## TRY IT
Type out all the records word for word. Any pictures are to be left out.

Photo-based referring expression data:
[Start of section]
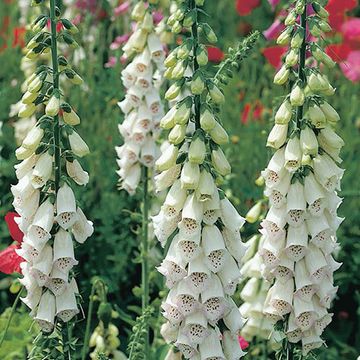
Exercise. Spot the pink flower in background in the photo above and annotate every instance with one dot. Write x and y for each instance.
(274, 54)
(351, 32)
(122, 8)
(273, 3)
(351, 66)
(274, 30)
(111, 63)
(243, 343)
(245, 7)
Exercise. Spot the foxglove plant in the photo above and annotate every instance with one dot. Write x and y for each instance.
(142, 105)
(197, 223)
(49, 216)
(302, 180)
[End of section]
## ANSWER FOR THIS EXERCISE
Exercise. Spot the pink flower in background in the photo above and annotate every instance with one dot. Write x and y for each instance.
(274, 54)
(351, 32)
(122, 8)
(273, 3)
(351, 66)
(274, 30)
(111, 63)
(243, 343)
(245, 7)
Exercise. Spot the foxglove plant in the photo above and annotate every instance with one dot. Write x and y for each instance.
(142, 105)
(197, 223)
(49, 216)
(302, 180)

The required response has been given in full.